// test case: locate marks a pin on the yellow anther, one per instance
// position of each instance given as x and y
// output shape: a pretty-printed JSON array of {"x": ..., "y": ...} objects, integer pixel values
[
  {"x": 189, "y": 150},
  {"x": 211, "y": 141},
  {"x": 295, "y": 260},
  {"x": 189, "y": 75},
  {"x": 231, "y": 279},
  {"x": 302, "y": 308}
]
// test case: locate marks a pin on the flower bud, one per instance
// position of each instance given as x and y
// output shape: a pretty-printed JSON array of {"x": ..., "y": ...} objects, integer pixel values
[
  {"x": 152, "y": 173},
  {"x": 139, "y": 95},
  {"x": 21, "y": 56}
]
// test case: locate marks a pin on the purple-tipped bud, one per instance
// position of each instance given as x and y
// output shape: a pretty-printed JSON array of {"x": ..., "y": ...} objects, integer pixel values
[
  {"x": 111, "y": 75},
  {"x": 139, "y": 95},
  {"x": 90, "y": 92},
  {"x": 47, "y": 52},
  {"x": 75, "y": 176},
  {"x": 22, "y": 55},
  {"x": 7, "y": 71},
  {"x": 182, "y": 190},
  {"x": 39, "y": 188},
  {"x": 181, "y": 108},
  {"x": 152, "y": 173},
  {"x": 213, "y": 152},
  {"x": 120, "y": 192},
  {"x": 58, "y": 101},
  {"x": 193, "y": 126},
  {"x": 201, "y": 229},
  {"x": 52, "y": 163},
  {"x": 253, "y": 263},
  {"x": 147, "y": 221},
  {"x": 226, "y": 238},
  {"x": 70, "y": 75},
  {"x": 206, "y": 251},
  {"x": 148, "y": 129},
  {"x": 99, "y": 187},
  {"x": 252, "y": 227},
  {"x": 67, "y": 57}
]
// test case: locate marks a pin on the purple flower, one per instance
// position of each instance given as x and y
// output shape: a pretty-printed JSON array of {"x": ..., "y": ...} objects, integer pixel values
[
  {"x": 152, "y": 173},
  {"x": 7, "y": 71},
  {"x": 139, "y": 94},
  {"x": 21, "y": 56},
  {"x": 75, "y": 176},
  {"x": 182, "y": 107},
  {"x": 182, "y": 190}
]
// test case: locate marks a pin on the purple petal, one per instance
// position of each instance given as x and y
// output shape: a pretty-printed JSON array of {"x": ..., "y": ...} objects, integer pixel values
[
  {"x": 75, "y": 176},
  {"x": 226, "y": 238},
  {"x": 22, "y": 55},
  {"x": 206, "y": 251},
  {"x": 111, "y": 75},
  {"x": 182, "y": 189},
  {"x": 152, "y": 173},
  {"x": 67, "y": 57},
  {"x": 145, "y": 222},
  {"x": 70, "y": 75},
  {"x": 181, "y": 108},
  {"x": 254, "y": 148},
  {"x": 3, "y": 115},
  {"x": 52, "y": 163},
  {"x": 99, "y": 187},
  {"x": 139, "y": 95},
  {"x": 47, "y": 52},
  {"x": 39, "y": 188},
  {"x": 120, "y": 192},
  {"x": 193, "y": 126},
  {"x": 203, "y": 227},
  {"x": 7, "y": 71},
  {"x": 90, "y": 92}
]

◆ ◆ ◆ ◆ ◆

- _What to do_: Beginning at the top of the data, please return every line until and including the line containing "flower bud, one per instance", copied exactly, and nothing past it.

- _Written solution_:
// test case: locate marks a pin on the yellow anther, one per instance
// position of each instance given as x and y
// output shape: a pretty-printed JSON array of {"x": ..., "y": ...} objects, integer pixel values
[
  {"x": 189, "y": 150},
  {"x": 211, "y": 141},
  {"x": 295, "y": 260},
  {"x": 189, "y": 75},
  {"x": 231, "y": 279},
  {"x": 302, "y": 308}
]
// test case: locate marks a pin on the flower bud, one per instance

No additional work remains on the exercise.